Note each line in the data holding the string "glossy" and report it.
──────── PROVIDED DATA ────────
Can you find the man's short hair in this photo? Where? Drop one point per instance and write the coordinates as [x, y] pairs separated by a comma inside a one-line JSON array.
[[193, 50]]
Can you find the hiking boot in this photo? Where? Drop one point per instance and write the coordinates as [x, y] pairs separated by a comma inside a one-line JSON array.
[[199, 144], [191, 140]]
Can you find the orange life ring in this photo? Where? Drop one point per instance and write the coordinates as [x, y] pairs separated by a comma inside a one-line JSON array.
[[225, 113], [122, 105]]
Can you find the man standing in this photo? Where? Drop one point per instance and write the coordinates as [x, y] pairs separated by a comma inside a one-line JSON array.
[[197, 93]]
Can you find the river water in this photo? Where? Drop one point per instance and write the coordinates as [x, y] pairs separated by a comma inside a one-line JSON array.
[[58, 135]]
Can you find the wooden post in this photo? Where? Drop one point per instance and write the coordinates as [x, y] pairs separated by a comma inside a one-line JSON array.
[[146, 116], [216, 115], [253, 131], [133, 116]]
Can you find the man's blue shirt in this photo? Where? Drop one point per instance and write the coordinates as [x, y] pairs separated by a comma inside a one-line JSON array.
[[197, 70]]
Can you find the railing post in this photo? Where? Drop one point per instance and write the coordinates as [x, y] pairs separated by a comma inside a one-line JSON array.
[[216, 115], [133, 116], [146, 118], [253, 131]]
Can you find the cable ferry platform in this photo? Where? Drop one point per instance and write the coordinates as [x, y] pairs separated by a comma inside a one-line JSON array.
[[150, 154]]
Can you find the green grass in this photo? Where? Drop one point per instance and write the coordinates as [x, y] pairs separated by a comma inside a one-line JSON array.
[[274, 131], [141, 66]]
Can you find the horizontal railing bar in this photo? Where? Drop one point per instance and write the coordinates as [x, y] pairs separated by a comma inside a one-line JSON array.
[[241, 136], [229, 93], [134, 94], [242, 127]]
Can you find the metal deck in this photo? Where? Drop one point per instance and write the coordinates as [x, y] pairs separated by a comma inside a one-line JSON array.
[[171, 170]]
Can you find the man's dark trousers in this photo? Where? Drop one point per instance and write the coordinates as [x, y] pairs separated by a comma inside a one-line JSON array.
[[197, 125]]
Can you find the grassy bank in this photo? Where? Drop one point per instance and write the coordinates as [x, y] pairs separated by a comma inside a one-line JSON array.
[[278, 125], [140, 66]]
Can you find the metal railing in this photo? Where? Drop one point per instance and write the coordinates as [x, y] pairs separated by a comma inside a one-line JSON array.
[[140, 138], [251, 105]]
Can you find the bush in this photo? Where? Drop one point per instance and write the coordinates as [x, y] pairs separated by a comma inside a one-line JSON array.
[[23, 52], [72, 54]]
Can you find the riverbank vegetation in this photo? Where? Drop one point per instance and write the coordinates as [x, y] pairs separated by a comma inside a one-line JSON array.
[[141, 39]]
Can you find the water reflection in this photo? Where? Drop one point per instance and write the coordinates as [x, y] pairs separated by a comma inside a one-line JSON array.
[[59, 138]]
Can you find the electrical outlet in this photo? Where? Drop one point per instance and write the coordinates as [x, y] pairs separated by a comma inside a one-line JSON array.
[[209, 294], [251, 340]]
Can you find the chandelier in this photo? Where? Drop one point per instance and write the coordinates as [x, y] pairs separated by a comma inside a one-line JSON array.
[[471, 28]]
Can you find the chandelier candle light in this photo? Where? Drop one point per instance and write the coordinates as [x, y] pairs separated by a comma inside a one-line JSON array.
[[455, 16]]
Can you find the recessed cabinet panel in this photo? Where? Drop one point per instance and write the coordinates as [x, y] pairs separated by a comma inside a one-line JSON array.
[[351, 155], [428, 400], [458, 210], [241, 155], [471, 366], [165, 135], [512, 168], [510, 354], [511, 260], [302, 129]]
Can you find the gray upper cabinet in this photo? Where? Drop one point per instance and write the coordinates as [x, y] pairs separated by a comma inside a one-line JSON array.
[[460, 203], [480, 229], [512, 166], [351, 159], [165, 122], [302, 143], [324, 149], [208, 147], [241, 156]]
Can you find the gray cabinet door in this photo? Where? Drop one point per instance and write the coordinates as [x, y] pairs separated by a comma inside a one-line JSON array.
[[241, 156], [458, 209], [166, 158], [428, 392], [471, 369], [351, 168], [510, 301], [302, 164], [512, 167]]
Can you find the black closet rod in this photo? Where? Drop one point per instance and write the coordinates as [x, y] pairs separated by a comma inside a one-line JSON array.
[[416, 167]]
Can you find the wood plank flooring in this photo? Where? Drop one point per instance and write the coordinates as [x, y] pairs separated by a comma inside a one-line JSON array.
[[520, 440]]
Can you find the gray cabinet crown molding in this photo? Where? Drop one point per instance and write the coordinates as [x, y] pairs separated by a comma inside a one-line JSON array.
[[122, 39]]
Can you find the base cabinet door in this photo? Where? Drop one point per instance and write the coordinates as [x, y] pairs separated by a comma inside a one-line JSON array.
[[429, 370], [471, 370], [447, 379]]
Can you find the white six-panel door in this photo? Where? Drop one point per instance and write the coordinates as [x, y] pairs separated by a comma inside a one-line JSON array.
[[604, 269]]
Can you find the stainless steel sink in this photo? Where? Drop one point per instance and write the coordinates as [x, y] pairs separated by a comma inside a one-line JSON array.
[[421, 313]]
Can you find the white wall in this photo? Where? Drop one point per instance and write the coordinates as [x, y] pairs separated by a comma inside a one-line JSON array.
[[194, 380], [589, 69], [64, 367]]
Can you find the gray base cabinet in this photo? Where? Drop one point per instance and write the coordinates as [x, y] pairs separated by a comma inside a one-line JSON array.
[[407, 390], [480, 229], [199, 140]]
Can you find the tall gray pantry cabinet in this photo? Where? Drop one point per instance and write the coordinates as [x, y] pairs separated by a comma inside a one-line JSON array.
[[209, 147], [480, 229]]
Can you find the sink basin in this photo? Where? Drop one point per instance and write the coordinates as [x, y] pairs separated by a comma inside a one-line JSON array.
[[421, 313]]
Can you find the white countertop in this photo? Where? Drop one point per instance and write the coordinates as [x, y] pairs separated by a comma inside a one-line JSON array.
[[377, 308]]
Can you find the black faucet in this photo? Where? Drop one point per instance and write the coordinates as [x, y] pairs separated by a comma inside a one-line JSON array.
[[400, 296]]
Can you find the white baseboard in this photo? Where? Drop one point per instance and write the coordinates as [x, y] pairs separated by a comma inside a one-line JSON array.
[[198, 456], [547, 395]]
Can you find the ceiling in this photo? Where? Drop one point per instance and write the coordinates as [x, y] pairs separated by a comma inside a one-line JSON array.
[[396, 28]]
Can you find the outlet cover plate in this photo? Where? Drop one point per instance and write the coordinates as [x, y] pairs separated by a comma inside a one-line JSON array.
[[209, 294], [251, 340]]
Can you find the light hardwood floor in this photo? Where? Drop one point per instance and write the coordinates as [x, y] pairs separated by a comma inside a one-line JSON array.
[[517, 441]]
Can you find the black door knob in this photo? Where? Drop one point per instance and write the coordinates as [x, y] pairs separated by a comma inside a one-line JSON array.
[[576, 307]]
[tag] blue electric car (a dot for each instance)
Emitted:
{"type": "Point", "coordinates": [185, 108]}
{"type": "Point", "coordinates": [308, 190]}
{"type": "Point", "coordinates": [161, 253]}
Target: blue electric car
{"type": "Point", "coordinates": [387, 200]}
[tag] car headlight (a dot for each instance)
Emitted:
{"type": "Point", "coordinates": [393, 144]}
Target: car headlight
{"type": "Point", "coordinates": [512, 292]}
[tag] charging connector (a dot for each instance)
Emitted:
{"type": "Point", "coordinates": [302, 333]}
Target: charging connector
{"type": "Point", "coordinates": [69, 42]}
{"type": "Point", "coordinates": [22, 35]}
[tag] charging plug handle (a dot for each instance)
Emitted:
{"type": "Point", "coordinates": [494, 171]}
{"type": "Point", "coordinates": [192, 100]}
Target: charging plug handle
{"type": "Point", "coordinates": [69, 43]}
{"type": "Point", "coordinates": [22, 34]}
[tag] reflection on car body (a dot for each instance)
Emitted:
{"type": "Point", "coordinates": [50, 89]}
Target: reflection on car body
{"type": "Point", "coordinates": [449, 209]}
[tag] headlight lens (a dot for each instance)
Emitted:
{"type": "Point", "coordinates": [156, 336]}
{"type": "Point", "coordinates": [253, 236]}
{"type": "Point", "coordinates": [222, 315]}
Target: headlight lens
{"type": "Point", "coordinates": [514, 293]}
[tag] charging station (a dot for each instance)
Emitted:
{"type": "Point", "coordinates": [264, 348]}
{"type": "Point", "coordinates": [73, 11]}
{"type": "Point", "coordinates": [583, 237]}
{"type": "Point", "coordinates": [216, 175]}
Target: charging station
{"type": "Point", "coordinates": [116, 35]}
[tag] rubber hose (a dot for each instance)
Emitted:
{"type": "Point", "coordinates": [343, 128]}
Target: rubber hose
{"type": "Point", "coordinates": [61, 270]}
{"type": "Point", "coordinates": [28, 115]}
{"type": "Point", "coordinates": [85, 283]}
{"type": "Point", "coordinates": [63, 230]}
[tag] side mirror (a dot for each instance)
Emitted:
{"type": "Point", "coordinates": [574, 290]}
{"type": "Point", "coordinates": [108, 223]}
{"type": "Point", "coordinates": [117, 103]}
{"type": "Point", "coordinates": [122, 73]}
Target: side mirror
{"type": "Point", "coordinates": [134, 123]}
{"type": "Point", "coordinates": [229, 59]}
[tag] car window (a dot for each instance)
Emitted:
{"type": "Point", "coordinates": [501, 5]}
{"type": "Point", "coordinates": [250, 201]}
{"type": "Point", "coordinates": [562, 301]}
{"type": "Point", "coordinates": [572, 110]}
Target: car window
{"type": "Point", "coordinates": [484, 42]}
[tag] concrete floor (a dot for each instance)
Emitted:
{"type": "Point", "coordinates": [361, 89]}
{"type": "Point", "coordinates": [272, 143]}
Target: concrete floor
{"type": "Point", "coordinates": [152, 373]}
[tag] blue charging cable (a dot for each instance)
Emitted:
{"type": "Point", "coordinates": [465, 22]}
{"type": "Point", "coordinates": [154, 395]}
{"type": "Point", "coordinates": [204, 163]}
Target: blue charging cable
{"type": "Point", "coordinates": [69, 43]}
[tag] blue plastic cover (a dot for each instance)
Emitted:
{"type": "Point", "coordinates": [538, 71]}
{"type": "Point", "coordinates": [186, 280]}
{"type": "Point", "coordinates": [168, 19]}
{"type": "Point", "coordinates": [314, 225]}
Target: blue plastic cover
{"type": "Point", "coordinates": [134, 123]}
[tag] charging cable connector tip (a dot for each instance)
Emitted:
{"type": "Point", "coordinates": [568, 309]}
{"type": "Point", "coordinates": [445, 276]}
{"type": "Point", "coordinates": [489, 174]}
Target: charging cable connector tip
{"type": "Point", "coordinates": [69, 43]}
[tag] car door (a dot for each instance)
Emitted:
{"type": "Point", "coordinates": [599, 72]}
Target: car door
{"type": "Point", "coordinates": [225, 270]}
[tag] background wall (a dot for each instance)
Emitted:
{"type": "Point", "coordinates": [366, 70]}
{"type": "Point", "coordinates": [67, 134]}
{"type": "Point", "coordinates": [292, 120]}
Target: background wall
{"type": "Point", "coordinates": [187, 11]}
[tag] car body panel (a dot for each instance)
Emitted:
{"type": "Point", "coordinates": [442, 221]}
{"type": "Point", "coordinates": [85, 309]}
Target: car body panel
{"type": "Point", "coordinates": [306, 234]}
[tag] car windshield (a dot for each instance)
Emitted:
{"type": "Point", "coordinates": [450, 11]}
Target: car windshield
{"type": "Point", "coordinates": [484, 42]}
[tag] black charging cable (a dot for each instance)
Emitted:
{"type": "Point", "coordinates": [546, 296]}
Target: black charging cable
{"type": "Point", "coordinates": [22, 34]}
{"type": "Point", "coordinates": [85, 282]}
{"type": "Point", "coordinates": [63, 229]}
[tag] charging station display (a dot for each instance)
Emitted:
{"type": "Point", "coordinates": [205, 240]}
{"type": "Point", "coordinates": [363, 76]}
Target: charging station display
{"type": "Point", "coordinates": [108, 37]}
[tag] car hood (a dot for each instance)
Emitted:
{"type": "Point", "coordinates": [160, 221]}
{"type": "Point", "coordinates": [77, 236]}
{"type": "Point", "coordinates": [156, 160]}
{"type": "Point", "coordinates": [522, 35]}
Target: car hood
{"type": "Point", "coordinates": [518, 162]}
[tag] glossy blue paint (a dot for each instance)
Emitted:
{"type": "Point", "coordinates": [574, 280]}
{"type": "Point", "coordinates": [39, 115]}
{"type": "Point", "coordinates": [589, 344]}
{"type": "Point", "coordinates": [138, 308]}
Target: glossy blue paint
────────
▸ **PROBLEM SOLUTION**
[tag] glossy blue paint (a dot for each instance)
Target: glossy blue paint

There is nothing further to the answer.